■ Data records ■
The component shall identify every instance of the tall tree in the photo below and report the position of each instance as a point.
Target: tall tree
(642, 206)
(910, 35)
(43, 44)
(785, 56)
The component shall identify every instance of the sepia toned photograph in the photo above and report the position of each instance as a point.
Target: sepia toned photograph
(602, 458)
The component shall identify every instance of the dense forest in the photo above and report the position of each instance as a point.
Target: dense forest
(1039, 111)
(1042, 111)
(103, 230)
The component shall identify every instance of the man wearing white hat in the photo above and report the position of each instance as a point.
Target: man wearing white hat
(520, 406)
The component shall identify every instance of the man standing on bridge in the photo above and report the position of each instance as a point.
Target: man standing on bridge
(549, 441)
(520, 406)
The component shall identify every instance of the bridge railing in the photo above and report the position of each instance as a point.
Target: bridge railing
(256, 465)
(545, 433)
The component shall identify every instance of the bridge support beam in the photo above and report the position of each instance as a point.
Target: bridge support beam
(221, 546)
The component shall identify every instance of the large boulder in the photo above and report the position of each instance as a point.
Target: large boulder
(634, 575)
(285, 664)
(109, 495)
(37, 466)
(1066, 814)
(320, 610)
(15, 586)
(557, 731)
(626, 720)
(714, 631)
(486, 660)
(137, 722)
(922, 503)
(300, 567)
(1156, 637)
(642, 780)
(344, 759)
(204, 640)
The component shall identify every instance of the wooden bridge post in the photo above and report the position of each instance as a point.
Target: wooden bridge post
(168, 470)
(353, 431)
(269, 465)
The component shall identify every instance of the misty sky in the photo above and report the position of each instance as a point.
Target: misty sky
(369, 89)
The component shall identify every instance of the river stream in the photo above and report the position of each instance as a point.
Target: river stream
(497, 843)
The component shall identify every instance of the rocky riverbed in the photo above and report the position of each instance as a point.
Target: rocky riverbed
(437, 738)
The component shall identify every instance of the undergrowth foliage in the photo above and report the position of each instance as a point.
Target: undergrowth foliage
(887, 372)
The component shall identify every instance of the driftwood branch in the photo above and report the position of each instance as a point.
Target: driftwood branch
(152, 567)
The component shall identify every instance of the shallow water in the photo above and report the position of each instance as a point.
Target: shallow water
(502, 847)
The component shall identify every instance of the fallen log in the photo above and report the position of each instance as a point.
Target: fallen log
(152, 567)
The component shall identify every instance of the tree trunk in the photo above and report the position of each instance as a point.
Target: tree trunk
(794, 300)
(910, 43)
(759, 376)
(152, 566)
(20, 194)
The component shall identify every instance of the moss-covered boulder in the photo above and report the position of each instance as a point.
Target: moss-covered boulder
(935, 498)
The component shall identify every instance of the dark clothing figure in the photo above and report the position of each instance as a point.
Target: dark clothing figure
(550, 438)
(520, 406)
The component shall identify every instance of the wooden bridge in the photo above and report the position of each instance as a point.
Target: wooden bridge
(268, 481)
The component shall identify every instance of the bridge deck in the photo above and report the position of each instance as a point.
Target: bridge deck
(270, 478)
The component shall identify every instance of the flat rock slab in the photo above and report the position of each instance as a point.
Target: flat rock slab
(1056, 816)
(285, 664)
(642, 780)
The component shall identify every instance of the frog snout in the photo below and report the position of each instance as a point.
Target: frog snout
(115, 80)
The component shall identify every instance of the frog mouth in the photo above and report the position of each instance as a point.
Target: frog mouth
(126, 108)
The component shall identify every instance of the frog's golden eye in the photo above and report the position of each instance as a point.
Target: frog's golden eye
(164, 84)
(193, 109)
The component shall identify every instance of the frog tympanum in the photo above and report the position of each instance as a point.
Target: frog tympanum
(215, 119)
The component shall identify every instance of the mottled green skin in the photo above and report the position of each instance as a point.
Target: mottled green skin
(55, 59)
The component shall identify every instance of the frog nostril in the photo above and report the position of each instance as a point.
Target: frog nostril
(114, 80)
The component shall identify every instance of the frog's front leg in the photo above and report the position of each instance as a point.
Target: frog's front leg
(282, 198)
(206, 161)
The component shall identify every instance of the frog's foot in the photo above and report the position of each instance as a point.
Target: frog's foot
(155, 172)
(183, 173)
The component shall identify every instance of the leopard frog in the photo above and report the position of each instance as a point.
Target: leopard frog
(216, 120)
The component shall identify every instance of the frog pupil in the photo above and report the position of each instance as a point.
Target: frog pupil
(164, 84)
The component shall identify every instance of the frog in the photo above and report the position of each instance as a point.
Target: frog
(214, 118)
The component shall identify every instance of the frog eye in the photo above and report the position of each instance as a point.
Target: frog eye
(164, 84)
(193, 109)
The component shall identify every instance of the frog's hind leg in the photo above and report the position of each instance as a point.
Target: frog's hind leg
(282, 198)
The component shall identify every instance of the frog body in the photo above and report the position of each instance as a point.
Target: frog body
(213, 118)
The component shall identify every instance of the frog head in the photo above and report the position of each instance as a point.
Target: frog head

■ Goal of the exercise ■
Set down each line of the material verbatim, from the first line through the line that contains "The component shall identify every instance of the dense".

■ Solved problem ■
The component shall identify every instance of the tall tree in the photo below and report the position of each instance as a point.
Target: tall tree
(642, 206)
(910, 35)
(43, 44)
(785, 56)
The component shall identify every instance of the sepia toned photograph in the photo above and report the position of each instance as a point.
Target: sepia toned photograph
(602, 458)
The component shall identify every instance of the dense forest in the photo above and report the position of each instance as a point.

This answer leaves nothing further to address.